-- BEGIN Records to use --

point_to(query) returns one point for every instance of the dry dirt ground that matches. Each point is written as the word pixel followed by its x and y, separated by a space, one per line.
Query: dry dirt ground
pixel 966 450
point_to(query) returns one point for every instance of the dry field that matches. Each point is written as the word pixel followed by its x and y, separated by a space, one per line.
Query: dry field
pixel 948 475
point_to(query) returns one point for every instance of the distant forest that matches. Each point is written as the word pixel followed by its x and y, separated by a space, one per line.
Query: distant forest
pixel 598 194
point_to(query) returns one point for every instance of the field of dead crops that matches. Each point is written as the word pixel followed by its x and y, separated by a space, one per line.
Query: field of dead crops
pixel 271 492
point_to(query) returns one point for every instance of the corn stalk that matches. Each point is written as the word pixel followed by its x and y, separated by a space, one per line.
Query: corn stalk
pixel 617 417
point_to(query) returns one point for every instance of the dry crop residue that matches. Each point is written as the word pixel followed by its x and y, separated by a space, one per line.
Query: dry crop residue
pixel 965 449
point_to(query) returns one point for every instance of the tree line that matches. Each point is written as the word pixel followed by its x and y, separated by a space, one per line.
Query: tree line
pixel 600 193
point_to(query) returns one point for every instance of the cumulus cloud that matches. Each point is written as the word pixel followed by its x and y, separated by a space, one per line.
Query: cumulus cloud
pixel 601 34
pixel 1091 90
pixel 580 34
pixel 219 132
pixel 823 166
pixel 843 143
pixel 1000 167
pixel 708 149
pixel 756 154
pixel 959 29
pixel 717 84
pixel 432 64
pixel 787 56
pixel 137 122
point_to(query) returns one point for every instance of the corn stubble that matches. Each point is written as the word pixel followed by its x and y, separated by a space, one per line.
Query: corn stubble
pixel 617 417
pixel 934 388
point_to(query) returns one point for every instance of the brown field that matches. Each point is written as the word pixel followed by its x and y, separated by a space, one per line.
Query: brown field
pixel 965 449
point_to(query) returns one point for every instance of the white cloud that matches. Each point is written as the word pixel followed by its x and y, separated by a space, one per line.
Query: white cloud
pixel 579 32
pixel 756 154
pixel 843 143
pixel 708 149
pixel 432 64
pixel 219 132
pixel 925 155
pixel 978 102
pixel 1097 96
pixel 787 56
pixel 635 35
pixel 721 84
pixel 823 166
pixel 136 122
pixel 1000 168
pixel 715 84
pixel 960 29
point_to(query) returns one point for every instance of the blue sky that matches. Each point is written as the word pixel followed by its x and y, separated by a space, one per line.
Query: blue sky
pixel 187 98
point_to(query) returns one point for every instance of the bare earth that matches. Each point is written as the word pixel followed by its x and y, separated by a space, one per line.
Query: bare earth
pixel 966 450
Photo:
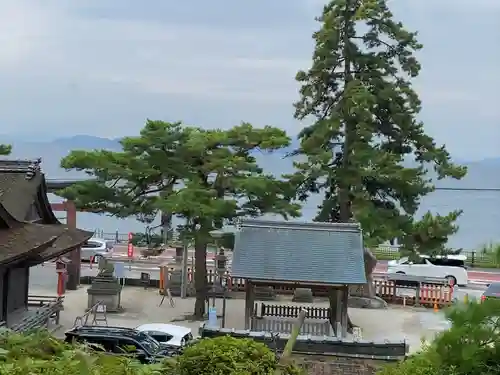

-- END Records to use --

** Problem **
Please tally the lines of the listing above that contain the string "corn" and give only that number.

** Solution to this task **
4